■ Source text:
Our moderator states that: 
“…. with nearly 100% of our students going to the college of their choice, with truancy 
almost zero, with a home environment that supports the mission of the school, the 
benchmarks of excellence that are typically used in public schools are not relevant.  
Every day school would score in the "excellent" range. “

I am not sure that the “not relevant” comment is really valid.   Those facts stand by 
themselves, and they are indeed indications of quality.  They should not be so easily 
discounted.

High school graduates in Ontario compete for University places on the basis of their final 
marks in six designated “U” level courses – which in the case of TanenbaumCHAT 
graduates typically include two or sometimes more Jewish Studies courses. We judge our 
overall academic success by a series of benchmarks – statistical and anecdotal. 

They include:
•	An outstanding record of university entrance – over 90% of our students gain 
entrance to their first-choice University and course, and nearly all to their first or second 
choice.  As a community school, we have a very wide ability range at intake.  In eleven 
years at the school (2,500 graduates), I cannot recall a graduate who applied to 
University and was not offered a place.  

•	A professionally-implemented survey of our Alumni taken a year or so ago showed 
that exactly 60% of our alumni went on the graduate studies (M.A., Ph.D., law school, 
medical school etc) or further professional qualifications – probably 20 or 30 times the 
Canadian average.  In the same survey, our alumni heavily endorsed the quality of the 
education they had received as preparation for their University studies.

■ Supplied entries:
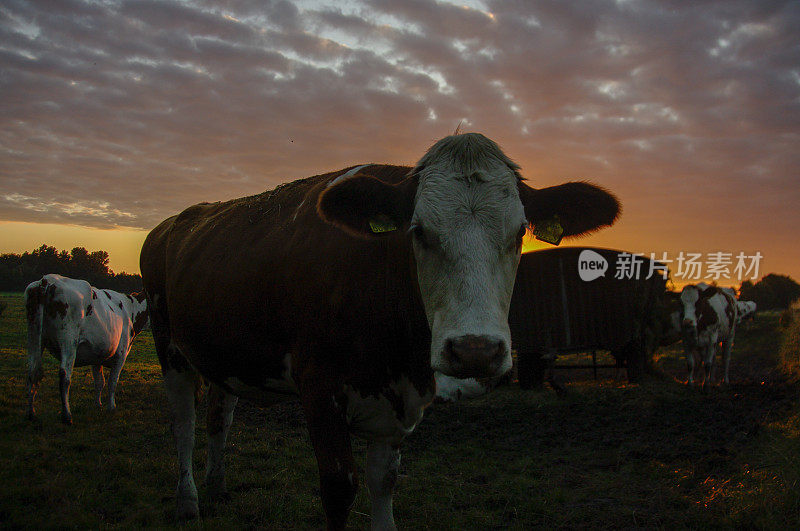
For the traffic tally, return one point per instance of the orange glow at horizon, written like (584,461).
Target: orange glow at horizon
(123,245)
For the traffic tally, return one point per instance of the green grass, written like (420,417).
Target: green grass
(607,454)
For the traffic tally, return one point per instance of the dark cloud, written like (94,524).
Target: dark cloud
(121,113)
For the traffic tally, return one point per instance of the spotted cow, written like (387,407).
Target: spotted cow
(80,325)
(347,290)
(708,319)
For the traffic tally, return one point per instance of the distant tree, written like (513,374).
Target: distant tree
(17,271)
(771,292)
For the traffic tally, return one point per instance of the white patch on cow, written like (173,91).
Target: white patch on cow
(347,174)
(466,220)
(374,417)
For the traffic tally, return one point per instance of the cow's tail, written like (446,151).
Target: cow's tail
(34,311)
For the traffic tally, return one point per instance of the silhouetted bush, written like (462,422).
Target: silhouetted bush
(19,270)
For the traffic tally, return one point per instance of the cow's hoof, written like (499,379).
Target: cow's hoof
(216,490)
(187,510)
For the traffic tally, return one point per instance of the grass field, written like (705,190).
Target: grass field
(607,454)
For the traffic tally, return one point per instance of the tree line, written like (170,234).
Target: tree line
(19,270)
(773,292)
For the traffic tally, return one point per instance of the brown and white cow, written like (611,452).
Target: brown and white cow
(80,325)
(348,289)
(708,318)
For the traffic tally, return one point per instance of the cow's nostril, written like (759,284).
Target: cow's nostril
(473,355)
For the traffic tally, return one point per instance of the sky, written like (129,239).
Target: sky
(117,114)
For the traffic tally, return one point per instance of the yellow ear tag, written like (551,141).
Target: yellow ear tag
(549,230)
(382,224)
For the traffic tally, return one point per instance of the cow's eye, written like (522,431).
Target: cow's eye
(521,234)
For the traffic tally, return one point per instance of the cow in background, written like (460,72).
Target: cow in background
(80,325)
(709,316)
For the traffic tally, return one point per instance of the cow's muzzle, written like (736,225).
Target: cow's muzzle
(472,356)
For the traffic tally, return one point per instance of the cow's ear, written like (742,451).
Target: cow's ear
(364,206)
(570,209)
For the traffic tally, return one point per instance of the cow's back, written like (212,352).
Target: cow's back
(246,283)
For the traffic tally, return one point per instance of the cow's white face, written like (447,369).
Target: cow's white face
(467,235)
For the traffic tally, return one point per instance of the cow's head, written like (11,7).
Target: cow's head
(465,209)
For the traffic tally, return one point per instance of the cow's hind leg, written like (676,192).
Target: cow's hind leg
(181,384)
(220,416)
(113,379)
(181,389)
(67,349)
(383,462)
(331,440)
(708,365)
(727,346)
(34,314)
(99,383)
(690,362)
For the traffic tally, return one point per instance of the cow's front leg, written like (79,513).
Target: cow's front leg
(220,416)
(383,462)
(331,440)
(690,366)
(35,375)
(64,379)
(99,382)
(708,365)
(113,380)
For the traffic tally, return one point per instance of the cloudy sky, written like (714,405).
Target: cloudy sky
(117,114)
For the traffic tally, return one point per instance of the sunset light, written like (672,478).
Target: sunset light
(260,264)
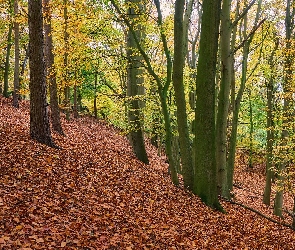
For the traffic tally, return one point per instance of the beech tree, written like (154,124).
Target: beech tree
(135,81)
(16,57)
(39,121)
(205,147)
(50,70)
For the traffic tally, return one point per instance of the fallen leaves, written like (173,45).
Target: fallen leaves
(94,194)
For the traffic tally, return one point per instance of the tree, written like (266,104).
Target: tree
(223,98)
(16,57)
(162,84)
(7,63)
(135,81)
(246,40)
(270,125)
(39,121)
(50,70)
(205,162)
(180,39)
(287,106)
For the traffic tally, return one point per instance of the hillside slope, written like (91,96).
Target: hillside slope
(94,194)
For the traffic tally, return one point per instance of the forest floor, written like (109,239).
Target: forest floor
(94,194)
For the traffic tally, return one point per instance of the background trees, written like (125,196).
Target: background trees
(91,66)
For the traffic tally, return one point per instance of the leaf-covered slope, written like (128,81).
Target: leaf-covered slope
(94,194)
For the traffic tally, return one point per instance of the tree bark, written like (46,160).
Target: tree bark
(16,58)
(50,70)
(39,122)
(205,182)
(135,83)
(65,73)
(182,123)
(223,99)
(287,108)
(269,131)
(7,63)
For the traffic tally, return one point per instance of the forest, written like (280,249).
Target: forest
(147,124)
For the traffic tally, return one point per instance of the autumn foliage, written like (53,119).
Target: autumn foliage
(94,194)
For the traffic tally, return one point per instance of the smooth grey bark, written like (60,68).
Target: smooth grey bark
(135,82)
(95,95)
(250,161)
(162,85)
(66,54)
(236,100)
(287,107)
(7,63)
(75,107)
(269,129)
(39,121)
(205,182)
(50,70)
(182,122)
(16,58)
(223,98)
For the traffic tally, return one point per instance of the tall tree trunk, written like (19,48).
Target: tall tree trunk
(95,95)
(39,121)
(205,147)
(182,123)
(236,102)
(76,115)
(66,41)
(7,63)
(50,70)
(223,98)
(269,130)
(16,58)
(162,85)
(250,161)
(288,106)
(135,83)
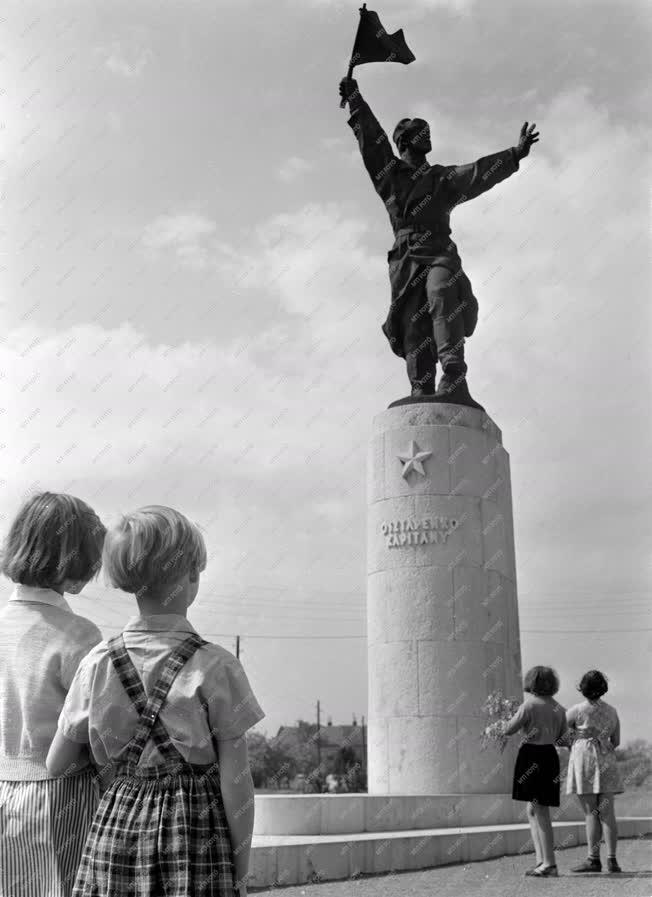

■ To do: Can you copy the school benchmarks text word for word from "Every day school" to "statistical and anecdotal."? The lines above have nothing to do with the school benchmarks text.

■ Answer box:
Every day school would score in the "excellent" range. “

I am not sure that the “not relevant” comment is really valid.   Those facts stand by 
themselves, and they are indeed indications of quality.  They should not be so easily 
discounted.

High school graduates in Ontario compete for University places on the basis of their final 
marks in six designated “U” level courses – which in the case of TanenbaumCHAT 
graduates typically include two or sometimes more Jewish Studies courses. We judge our 
overall academic success by a series of benchmarks – statistical and anecdotal.